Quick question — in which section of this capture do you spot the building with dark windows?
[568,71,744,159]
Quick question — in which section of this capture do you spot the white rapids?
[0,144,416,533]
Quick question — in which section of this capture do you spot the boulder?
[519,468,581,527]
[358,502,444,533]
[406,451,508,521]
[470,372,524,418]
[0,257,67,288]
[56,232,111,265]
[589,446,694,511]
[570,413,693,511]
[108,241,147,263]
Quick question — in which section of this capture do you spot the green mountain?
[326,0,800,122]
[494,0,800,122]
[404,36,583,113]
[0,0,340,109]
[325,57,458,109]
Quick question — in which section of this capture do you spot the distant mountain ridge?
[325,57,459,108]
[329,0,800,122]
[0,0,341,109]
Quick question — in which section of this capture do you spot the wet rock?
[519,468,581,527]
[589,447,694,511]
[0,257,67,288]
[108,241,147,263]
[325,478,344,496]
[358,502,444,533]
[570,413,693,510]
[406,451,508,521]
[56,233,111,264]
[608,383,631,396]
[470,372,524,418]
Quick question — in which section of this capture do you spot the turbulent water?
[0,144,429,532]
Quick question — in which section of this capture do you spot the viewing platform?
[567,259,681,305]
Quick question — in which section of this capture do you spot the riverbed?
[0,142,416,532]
....
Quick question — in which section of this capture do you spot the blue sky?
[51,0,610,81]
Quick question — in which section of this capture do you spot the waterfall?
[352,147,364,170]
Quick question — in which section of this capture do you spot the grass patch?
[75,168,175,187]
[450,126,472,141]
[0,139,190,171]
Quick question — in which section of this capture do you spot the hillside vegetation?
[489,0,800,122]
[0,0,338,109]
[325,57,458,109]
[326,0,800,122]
....
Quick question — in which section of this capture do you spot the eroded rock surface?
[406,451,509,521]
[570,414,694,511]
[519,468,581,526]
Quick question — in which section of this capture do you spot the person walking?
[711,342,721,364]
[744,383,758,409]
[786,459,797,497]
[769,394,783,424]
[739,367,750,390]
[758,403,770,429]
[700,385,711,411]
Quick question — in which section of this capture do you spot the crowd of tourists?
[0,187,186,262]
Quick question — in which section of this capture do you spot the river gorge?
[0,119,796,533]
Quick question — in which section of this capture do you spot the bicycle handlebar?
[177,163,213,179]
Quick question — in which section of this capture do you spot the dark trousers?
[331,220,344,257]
....
Given request: Format everything in the material from the line containing "the person walking?" down to the line containing "[331,220,344,257]", both included, as a Markdown table with columns Row and Line. Number each non-blank line in the Row column and omit blank lines.

Solution below:
| Row | Line |
|---|---|
| 1 | Quick question — in which section of this capture do you spot the person walking? |
| 2 | [711,342,721,364] |
| 3 | [744,383,758,409] |
| 4 | [786,459,797,497] |
| 5 | [769,394,783,424] |
| 6 | [739,367,750,390] |
| 7 | [758,403,770,429] |
| 8 | [700,385,711,411] |
| 9 | Quick question — in which section of this capture do you spot the crowd of tourists? |
| 10 | [0,187,186,262] |
| 11 | Quick question — in which section of this capture do you spot the river gorge? |
| 12 | [0,119,796,533] |
| 13 | Quick question — in which section of this capture do you spot the bicycle handlebar? |
| 14 | [177,163,213,179] |
| 15 | Quick question — in which section of this capture do you spot the dark trousers? |
| 16 | [331,220,344,257] |